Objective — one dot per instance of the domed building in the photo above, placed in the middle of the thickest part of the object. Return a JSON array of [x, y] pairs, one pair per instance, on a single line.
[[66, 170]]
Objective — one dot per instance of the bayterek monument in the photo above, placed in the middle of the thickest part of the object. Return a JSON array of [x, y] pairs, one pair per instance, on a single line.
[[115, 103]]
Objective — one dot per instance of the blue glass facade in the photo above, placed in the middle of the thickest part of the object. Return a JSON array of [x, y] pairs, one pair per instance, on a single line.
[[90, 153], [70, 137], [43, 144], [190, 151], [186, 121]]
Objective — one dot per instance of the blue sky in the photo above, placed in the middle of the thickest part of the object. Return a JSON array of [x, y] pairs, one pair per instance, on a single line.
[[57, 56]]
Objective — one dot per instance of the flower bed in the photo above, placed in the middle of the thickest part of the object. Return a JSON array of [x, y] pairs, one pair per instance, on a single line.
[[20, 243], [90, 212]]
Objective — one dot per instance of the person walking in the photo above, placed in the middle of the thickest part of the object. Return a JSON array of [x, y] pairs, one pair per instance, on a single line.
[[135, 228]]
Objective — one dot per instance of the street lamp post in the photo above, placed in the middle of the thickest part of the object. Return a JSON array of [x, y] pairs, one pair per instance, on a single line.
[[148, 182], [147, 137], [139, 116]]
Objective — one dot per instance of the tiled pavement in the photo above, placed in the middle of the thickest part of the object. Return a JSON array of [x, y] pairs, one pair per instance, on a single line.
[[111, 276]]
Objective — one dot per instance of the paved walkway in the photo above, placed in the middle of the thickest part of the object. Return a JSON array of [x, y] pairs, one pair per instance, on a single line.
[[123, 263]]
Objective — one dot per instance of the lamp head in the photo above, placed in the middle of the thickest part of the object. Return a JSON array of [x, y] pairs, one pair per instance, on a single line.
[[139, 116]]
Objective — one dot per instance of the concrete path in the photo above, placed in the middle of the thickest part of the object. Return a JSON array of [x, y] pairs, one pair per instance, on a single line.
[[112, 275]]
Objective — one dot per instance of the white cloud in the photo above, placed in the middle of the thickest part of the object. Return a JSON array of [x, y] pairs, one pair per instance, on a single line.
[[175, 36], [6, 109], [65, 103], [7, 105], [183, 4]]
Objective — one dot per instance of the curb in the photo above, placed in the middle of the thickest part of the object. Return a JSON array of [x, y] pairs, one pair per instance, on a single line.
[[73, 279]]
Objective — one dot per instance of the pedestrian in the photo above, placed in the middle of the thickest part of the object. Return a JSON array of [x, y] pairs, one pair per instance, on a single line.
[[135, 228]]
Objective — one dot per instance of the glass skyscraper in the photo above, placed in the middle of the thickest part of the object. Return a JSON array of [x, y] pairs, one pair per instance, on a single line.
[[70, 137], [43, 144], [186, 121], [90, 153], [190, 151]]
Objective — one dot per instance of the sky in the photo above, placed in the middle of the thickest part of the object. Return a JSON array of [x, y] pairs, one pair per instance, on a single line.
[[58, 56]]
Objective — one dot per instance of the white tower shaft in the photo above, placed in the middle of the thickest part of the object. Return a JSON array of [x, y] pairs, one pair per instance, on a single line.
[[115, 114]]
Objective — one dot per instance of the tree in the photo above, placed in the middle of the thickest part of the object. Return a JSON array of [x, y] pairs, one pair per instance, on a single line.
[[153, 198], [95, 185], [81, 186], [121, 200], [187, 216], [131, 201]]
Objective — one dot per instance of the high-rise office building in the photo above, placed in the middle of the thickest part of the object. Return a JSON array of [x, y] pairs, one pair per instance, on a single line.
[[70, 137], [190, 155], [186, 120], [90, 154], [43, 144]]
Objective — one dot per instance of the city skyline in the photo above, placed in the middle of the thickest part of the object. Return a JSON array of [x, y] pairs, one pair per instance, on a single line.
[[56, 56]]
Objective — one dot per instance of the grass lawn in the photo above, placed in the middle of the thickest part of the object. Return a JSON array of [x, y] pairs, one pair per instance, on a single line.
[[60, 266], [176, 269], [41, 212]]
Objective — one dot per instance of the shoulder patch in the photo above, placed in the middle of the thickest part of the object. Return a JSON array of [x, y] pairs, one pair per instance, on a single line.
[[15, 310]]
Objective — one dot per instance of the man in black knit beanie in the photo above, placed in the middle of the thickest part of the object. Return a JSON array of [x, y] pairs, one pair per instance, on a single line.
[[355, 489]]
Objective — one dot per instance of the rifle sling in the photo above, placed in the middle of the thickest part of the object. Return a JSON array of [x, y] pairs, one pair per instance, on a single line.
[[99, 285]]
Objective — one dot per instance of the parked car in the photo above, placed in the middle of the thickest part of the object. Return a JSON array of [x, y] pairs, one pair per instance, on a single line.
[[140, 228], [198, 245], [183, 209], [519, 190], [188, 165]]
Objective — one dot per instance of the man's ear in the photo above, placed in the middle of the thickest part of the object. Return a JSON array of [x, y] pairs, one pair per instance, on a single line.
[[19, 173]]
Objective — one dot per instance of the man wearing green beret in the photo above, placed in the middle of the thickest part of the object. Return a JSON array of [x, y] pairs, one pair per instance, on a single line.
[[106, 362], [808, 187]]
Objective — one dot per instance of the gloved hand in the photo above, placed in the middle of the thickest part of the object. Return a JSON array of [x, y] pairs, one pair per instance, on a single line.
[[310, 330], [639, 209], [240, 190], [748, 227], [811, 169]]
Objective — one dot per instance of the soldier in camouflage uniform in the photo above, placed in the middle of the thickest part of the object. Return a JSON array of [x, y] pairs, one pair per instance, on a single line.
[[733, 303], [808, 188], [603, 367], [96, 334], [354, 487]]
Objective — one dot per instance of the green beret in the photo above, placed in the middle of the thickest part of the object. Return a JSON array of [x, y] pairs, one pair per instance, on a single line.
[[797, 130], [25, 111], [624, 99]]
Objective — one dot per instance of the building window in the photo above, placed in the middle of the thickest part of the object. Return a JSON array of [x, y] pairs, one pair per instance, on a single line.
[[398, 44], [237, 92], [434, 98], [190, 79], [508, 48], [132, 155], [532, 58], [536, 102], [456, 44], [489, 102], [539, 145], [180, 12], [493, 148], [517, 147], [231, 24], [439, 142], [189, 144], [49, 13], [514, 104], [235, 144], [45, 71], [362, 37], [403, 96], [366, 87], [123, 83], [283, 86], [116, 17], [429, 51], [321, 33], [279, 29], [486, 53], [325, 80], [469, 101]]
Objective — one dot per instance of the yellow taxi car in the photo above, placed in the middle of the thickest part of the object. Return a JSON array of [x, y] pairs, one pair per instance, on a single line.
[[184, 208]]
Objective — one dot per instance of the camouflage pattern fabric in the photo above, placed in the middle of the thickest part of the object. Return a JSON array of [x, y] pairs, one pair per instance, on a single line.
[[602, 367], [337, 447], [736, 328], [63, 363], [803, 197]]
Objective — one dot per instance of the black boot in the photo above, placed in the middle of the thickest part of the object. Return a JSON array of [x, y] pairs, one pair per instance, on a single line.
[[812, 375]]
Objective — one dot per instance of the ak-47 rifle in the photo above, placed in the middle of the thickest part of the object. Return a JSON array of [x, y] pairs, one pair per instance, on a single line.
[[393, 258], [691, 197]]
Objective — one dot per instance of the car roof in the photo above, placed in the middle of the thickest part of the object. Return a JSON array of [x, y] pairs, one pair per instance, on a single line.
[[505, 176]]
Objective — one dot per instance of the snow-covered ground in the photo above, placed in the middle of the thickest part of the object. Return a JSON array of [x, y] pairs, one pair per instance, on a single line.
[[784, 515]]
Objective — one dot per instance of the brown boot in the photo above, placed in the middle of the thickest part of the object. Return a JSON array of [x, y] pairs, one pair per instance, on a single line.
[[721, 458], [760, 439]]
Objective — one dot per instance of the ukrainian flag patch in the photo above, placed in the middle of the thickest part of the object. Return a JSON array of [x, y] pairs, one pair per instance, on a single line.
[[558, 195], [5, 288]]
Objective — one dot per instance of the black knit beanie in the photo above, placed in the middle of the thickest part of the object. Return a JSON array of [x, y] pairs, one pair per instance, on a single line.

→ Assigned task: From the line containing "Objective — one dot per instance of the brown" through the last line of the entries above, print every line exactly, including both ends, and nothing else.

→ Exercise answer:
Objective — one dot per instance of the brown boot in the photo above, placed in the middle of the thickest part of the object. Return a JSON array of [x, y] pairs, one pair per instance, on a single line.
[[721, 458], [760, 439]]
Objective — one dot per instance of the ukrainian flag patch in the photo above, placed in the middle of the thickest part of the object. Return a JSON array of [x, y] pairs, one pair per instance, on a single line.
[[558, 195], [5, 288]]
Objective — one dot per instance of the black knit beanie in the photo above, placed in the middle of the thickest part of the object. Return a JSON array of [x, y] pairs, one pair per instance, on a single line.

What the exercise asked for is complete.